*Work item*
What's needed: every entry, printed exactly, minus the images.

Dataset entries
◆ ◆ ◆

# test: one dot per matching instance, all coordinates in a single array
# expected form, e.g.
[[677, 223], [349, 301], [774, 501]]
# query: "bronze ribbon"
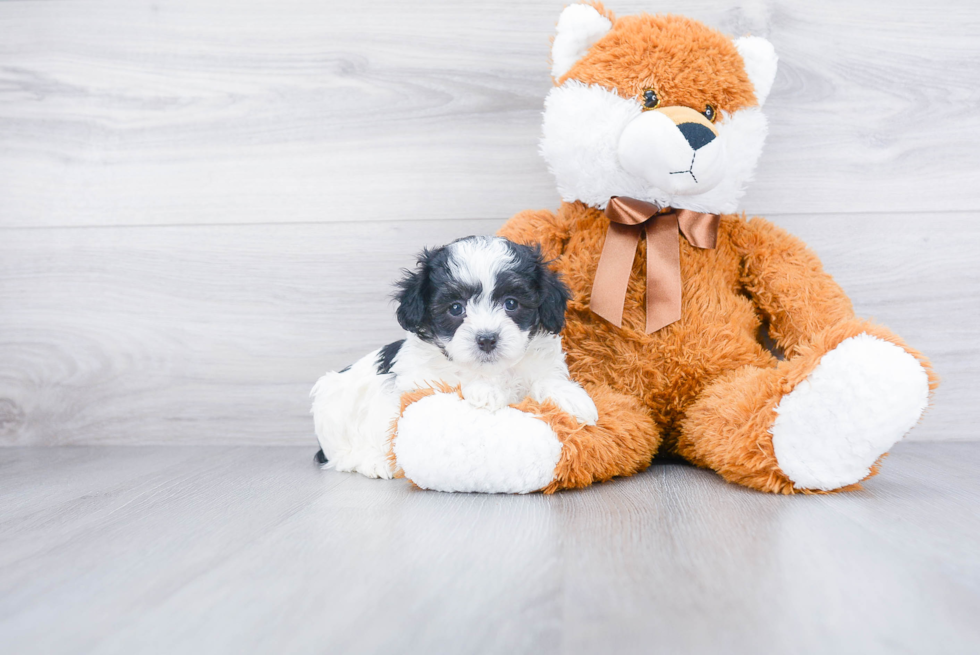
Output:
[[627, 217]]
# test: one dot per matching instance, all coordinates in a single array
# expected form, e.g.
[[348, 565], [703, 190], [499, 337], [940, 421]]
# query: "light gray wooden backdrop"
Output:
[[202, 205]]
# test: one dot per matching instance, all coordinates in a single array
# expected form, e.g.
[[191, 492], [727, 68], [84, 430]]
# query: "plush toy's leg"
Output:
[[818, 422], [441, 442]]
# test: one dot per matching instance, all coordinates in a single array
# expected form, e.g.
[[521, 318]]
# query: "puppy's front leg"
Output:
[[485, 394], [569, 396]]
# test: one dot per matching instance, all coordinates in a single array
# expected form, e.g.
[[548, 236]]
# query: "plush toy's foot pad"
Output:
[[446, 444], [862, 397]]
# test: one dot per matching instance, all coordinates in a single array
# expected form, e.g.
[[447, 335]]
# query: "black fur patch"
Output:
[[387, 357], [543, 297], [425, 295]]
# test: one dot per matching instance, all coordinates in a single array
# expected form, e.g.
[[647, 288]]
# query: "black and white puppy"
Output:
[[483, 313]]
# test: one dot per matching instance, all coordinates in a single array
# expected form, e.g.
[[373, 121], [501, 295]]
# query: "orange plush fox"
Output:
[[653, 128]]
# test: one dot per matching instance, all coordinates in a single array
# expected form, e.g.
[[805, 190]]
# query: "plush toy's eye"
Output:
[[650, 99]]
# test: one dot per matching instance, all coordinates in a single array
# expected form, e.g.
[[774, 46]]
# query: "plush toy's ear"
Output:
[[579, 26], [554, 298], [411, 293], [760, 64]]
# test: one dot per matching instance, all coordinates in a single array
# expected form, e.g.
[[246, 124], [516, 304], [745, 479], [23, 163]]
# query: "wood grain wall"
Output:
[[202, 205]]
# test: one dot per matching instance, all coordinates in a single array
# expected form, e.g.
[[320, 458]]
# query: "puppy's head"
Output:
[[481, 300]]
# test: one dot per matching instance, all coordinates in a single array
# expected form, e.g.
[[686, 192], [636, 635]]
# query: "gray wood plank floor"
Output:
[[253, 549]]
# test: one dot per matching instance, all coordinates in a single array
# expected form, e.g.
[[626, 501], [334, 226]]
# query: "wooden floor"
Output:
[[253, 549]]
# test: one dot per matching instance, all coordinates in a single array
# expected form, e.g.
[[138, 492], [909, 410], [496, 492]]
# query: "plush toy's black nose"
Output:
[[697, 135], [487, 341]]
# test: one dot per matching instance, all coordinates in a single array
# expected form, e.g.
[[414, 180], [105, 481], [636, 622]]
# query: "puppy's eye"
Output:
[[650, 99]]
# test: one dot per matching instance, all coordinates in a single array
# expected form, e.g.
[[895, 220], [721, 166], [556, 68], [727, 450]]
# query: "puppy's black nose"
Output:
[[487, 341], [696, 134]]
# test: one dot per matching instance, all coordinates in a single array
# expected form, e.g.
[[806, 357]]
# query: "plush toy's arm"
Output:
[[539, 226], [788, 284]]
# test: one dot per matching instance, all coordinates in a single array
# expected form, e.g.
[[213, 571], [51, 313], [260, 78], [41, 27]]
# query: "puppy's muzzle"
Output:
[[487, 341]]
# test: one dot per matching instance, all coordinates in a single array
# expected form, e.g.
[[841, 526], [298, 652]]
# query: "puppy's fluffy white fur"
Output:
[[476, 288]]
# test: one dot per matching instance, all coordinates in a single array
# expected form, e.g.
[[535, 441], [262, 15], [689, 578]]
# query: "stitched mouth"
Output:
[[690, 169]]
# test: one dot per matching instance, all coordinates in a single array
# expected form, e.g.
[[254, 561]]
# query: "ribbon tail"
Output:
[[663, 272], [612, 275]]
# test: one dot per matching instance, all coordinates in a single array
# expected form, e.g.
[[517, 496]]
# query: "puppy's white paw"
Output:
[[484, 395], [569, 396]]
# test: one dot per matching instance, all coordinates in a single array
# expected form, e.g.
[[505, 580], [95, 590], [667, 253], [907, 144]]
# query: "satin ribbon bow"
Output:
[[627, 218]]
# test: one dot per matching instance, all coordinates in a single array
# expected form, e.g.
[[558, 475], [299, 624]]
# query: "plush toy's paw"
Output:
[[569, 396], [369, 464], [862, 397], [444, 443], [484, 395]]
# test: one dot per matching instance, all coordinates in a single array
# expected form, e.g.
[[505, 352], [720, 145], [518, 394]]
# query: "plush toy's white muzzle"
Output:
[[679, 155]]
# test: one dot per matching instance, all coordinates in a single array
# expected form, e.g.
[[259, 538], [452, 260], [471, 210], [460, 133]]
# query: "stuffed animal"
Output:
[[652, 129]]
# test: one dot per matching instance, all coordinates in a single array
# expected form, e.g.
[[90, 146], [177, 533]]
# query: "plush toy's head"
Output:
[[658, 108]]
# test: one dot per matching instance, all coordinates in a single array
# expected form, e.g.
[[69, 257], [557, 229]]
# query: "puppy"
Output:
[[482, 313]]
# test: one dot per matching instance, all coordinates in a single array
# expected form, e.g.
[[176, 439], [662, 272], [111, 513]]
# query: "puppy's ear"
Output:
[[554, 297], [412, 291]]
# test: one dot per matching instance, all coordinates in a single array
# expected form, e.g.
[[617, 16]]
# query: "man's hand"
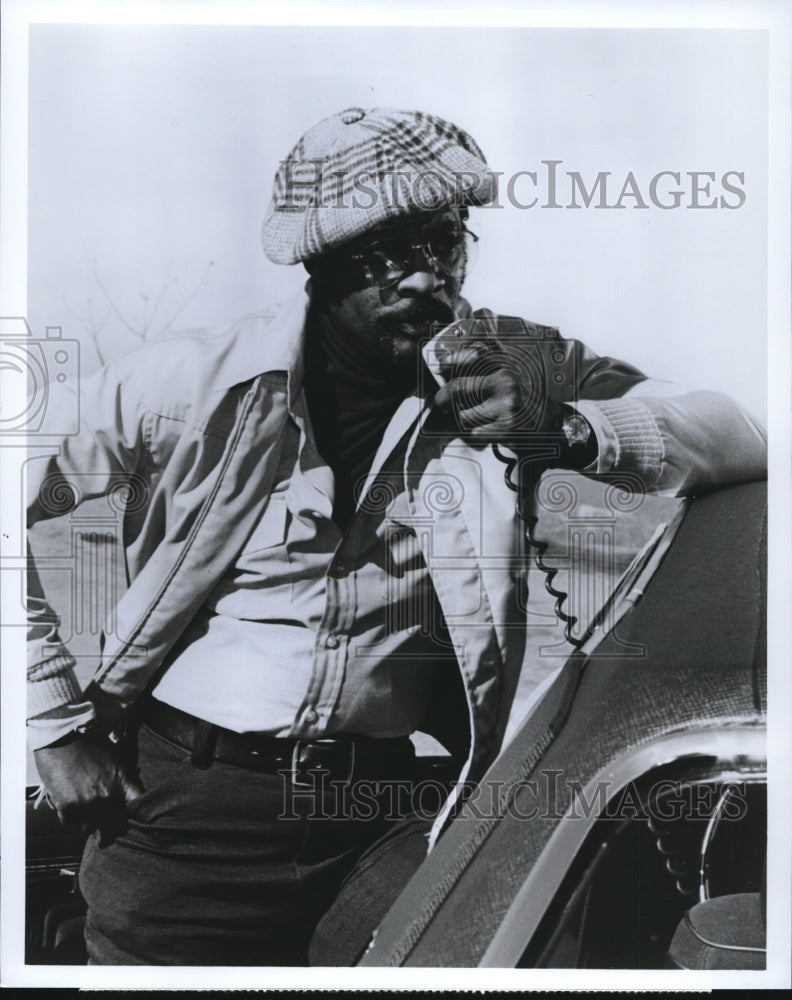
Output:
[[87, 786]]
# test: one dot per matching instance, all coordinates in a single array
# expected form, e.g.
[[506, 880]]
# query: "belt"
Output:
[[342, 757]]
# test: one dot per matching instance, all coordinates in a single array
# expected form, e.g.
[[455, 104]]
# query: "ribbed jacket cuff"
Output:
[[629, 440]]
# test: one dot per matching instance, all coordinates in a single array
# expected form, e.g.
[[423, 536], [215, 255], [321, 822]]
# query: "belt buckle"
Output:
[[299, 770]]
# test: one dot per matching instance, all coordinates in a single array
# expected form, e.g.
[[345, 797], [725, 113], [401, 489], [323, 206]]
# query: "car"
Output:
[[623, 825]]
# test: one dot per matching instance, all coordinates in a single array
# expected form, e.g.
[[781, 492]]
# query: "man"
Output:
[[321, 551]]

◆ ◆ ◆

*Result for this task*
# test: one dot per matching instance, all coordinates in a single array
# expected form, e.g.
[[677, 223], [349, 301], [774, 501]]
# query: "bronze ribbon"
Output:
[[627, 217]]
# test: one dot per matching instance, all coordinates in a single array
# expected form, e.g.
[[348, 565], [703, 190], [499, 337], [940, 421]]
# query: "light gray wooden backdrop"
Output:
[[202, 205]]
# test: one dot per matching instance, all coordinates in a single array
# expected form, e.g.
[[191, 492], [727, 68], [84, 430]]
# query: "plush toy's leg"
Output:
[[818, 422], [441, 442]]
# test: one dot per matching instance, all coordinates in a single array
# expected form, e.g.
[[521, 318]]
# query: "puppy's front leg"
Output:
[[485, 394], [569, 396]]
# test: one dot per matching instance, all coordinates in a single array
# expected form, e.g.
[[548, 236]]
# query: "plush toy's foot pad"
Output:
[[446, 444], [862, 397]]
# test: one dot per matching instance, all coordinates in a single array
# expected form, e.g.
[[447, 335]]
# query: "black fur patch"
Output:
[[387, 357], [543, 297], [425, 295]]
# test: one dot per matching instance, all coordinates in a single array
# expected form, e.g.
[[647, 288]]
# query: "black and white puppy"
Output:
[[483, 313]]
# test: one dot per matching instance, all coordinates in a single array
# expected form, e.g.
[[373, 121], [501, 295]]
# query: "orange plush fox"
Output:
[[653, 128]]
# test: one dot per matching instance, all coordinates in a single array
# expected form, e.g.
[[805, 190]]
# query: "plush toy's eye"
Output:
[[650, 99]]
# test: one dot per matching instance, all coordinates in a single array
# expected form, e.g.
[[774, 46]]
# query: "plush toy's ear"
Output:
[[579, 26], [554, 298], [411, 293], [760, 64]]
# test: one dot per matching instance, all coordinates in a single array
# expected form, e.g.
[[246, 124], [516, 304], [745, 479], [23, 163]]
# query: "wood grain wall"
Output:
[[202, 205]]
# test: one dot per matching instance, all coordinates in a single array
# expected form, e.g.
[[320, 458]]
# query: "puppy's head"
Output:
[[481, 300]]
# test: one dot per matching instance, all coordinates in a single array
# expected form, e.g.
[[686, 192], [636, 635]]
# query: "gray wood plank floor"
Output:
[[253, 549]]
# test: one dot per matching instance, all coordinates in a single array
# expected form, e.g.
[[626, 501], [334, 226]]
# query: "wooden floor"
Output:
[[253, 549]]
# test: one dot per matching instance, all coordinates in a single array
# expected form, e.g.
[[138, 492], [909, 410], [496, 492]]
# query: "plush toy's black nose"
Output:
[[697, 135], [487, 341]]
# test: one dot per matching instance, all coordinates in a single array
# expected form, e.g.
[[414, 180], [105, 481], [636, 622]]
# query: "puppy's eye"
Output:
[[650, 99]]
# test: one dot per matching instance, all coordinates in a single array
# expected form, e.g.
[[895, 220], [721, 166], [556, 68], [727, 450]]
# query: "puppy's black nose"
Output:
[[487, 341], [696, 134]]
# test: one dot per matching instance, all coordinates in a single array
# expected form, e.g.
[[806, 357]]
# query: "plush toy's arm"
Output:
[[539, 226], [788, 284]]
# test: one dot per matching instance, all coordinates in a single array
# expected form, e.g.
[[213, 571], [51, 313], [260, 78], [41, 27]]
# query: "puppy's muzzle"
Output:
[[487, 341]]
# test: one dot per matching instance, all coordinates in a single array
# expected form, e.g.
[[841, 526], [298, 652]]
# query: "puppy's fluffy white fur"
Output:
[[476, 288]]
# test: one dot per matching instance, all coordinates in a single array
# expected form, e.g.
[[535, 441], [262, 15], [689, 578]]
# query: "stitched mouth"
Output:
[[690, 169]]
# test: one dot per matching instance, all coordinates in a single array
# expected form, e.g.
[[254, 561]]
# query: "ribbon tail"
Output:
[[663, 272], [612, 275]]
# test: one dot per matching instance, all coordinates in a single array
# expected form, e.g.
[[517, 496]]
# query: "puppy's white paw"
Output:
[[484, 395], [569, 396]]
# test: one dot per matching instance, all coordinates in a single array
# expected form, e.g.
[[505, 580], [95, 590], [667, 253], [907, 144]]
# query: "satin ribbon bow"
Output:
[[627, 218]]
# test: one dot per matching instance, all coordinates in a single array
# expected form, e.g.
[[558, 475], [299, 624]]
# query: "plush toy's paw"
Output:
[[569, 396], [369, 464], [862, 397], [444, 443], [484, 395]]
# test: one dot per matching instance, all coordinates in a single array
# expected form, e.g.
[[505, 352], [720, 145], [518, 394]]
# query: "plush toy's white muzzle"
Output:
[[679, 155]]
# test: one dot per matching instance, all coordinates in a single array
# expected form, e.g.
[[259, 538], [452, 260], [471, 210], [460, 133]]
# query: "stuffed animal"
Output:
[[652, 129]]
# test: one dot per matching instance, all coordinates in a single array
# expected form, e.g.
[[90, 146], [177, 533]]
# query: "plush toy's head"
Output:
[[658, 108]]
# test: one dot per matching instance, all coordinates in a single array
# expected form, e.g.
[[69, 257], [557, 229]]
# query: "puppy"
Output:
[[482, 313]]
# test: one dot per matching instance, all coordinates in a single array
# expected form, e.g.
[[176, 439], [662, 272], [111, 513]]
# query: "puppy's ear"
Output:
[[554, 297], [412, 291]]
# test: one dot per matching instance, all coordinates in a single array
# expected form, e.g.
[[617, 16]]
# query: "man's hand"
Output:
[[87, 786]]
# test: one dot per matching instance, all coordinates in a single array
# expected form, e.g.
[[506, 880]]
# query: "belt"
Output:
[[342, 757]]
# test: one dot per matching instance, all coordinates in a single array
# expected form, e.g.
[[455, 104]]
# query: "ribbed jacket cuff"
Output:
[[629, 440]]
# test: one dot per matching instance, all coordinates in a single array
# expected form, e.g.
[[423, 536], [215, 255], [321, 822]]
# query: "belt buckle"
Output:
[[299, 770]]
# test: one dot per matching instance, all coordinates in a single array
# expected form, e.g.
[[345, 797], [725, 113], [401, 489], [323, 206]]
# query: "car"
Output:
[[623, 825]]
# test: one dot per matching instance, all coordinates in a single array
# expected form, e.g.
[[781, 492]]
# query: "man"
Output:
[[321, 551]]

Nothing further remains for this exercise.